#### [Problema da risolvere]
Secondo il testo, in che data e in quale località è morta Giuliana Panucci?

#### [Testo]
«In cosa consiste la professione di un medico? Nel prendere una persona in cura cercando di fare il possibile per comprendere la cause del suo malessere facendo tutto ciò che è giusto fare per fornire al malato una diagnosi? Per Giuliana non è stato fatto niente. Una condotta del genere non può passare ingiudicata».
A pronunciare queste parole è Sandra, sorella di Giuliana Panucci la donna di 44 anni deceduta il 3 ottobre del 2014 a Montepaone a causa di un carcinoma bronchiolo alveolare di tipo mucinoso metastatizzato (tumore al polmone), dopo essere stata curata a lungo per una malattia che non era quella che le causava i sintomi e i malesseri più volte comunicati ai medici che l’avevano avuta in cura. Una vicenda finita oggi sul tavolo della Procura della Repubblica di Catanzaro, chiamata a far luce sulle presunte condotte omissive degli specialisti in servizio in due ospedali del Catanzarese e in una clinica privata della provincia cosentina. Le accuse contenute nella denuncia, che richiama le responsabilità personali dei medici in servizio, sono chiare e supportate da una lunga perizia medico-legale. Si tratterebbe in pratica di una diagnosi ritardata che avrebbe, sempre secondo la perizia, accorciato la sopravvivenza della donna, stimata in almeno cinque anni, ridotta secondo le accuse a pochissimi mesi.

#### [Righe fornite]

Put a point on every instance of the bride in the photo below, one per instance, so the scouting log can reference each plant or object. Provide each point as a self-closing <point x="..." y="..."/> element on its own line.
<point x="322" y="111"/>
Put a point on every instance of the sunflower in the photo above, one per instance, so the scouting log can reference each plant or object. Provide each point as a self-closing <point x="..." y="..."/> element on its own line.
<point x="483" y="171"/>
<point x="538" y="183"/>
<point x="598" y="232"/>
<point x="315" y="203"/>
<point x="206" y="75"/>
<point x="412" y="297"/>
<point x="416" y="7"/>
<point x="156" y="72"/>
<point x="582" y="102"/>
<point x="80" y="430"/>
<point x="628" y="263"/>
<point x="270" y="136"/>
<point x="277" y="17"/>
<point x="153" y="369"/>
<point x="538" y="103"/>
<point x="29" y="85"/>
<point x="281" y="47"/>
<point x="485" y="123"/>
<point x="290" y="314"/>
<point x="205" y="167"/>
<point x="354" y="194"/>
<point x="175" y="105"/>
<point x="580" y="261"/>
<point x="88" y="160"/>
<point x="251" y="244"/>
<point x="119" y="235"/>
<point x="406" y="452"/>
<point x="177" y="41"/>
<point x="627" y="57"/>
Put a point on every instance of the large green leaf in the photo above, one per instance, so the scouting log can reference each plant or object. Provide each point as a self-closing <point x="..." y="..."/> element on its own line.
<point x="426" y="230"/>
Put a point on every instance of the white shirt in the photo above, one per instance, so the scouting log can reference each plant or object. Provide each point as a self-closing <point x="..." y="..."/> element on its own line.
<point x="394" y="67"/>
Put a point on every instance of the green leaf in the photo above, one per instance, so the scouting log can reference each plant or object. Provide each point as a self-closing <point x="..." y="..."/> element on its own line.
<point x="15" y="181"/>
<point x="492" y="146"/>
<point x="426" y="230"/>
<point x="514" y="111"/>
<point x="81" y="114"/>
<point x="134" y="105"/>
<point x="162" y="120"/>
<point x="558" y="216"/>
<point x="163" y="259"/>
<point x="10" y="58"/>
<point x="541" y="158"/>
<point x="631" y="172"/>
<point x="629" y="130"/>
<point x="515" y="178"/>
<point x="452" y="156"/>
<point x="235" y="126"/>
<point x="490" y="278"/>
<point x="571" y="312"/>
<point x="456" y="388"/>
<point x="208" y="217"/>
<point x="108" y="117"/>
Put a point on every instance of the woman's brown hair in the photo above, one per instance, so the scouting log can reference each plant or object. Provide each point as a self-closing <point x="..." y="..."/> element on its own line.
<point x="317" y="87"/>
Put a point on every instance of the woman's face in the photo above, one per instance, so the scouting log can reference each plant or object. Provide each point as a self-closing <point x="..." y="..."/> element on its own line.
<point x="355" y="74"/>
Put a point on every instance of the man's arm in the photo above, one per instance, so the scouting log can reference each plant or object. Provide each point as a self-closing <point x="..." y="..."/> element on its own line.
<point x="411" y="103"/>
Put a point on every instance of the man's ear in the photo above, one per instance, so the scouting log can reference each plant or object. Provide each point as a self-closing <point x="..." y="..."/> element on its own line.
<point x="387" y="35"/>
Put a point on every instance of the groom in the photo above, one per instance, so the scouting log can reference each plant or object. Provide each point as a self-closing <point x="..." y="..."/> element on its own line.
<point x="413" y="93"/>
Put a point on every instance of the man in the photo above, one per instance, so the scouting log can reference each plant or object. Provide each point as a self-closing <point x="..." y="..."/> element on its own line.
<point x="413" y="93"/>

...

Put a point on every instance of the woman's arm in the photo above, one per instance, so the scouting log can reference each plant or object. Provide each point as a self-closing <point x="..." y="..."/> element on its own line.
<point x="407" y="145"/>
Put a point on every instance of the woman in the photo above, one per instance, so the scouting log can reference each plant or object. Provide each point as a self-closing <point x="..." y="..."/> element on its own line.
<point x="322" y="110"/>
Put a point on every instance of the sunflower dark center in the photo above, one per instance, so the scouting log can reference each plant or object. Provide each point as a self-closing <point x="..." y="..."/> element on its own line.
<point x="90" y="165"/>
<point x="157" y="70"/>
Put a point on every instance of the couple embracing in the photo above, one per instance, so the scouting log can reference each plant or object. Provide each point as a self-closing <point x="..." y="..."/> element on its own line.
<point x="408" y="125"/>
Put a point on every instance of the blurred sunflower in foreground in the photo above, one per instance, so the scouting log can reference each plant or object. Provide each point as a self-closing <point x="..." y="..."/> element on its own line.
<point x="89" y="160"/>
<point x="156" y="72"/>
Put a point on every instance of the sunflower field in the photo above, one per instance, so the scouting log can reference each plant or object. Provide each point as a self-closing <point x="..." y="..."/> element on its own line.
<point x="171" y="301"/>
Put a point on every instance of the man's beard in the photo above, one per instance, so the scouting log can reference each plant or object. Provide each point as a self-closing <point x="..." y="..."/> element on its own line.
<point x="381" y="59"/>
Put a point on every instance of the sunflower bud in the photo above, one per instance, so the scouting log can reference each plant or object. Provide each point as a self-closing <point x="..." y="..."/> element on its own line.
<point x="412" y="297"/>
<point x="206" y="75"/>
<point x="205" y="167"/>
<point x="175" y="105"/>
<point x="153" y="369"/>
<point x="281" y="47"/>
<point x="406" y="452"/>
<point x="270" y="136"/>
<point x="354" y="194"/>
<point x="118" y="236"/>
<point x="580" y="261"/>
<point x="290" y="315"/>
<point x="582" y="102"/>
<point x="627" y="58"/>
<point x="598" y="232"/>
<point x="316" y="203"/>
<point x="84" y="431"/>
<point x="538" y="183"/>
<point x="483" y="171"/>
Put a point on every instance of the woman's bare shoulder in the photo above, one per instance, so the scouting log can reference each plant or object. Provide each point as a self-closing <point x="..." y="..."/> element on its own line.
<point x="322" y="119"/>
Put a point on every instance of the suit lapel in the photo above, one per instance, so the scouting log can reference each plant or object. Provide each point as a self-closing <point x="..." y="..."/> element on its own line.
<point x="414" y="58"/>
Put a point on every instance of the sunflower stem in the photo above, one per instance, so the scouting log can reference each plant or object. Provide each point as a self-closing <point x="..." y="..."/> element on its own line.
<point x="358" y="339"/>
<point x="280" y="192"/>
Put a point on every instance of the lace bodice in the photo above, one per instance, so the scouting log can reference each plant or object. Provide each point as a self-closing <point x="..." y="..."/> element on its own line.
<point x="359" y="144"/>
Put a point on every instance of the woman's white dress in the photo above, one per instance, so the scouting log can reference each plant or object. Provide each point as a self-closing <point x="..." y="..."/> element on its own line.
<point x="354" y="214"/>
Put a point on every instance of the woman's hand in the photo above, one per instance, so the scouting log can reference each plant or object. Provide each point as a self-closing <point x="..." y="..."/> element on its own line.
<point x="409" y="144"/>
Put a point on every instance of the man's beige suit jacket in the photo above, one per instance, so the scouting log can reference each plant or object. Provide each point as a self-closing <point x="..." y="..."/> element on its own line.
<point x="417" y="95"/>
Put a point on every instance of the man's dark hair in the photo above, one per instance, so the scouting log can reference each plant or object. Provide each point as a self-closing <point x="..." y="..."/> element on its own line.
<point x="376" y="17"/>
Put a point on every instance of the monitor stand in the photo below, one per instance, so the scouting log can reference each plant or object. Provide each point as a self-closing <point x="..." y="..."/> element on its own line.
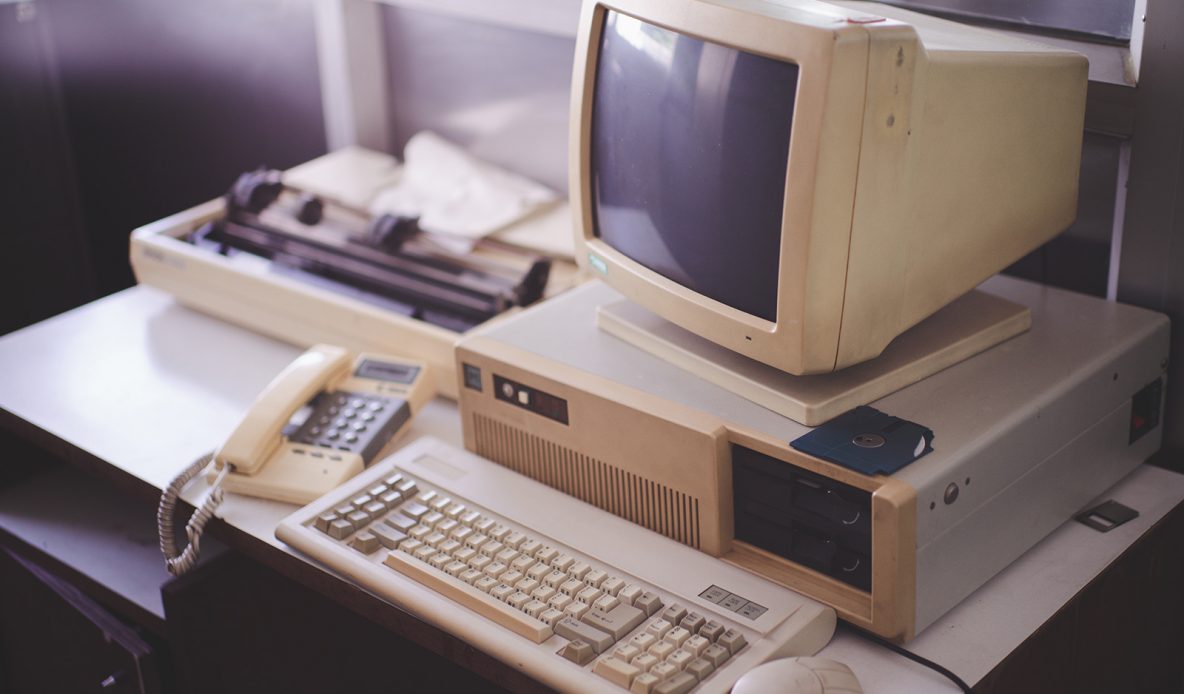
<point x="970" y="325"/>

#### [Soluzione esercizio]
Il 3 ottobre 2014, a Montepaone.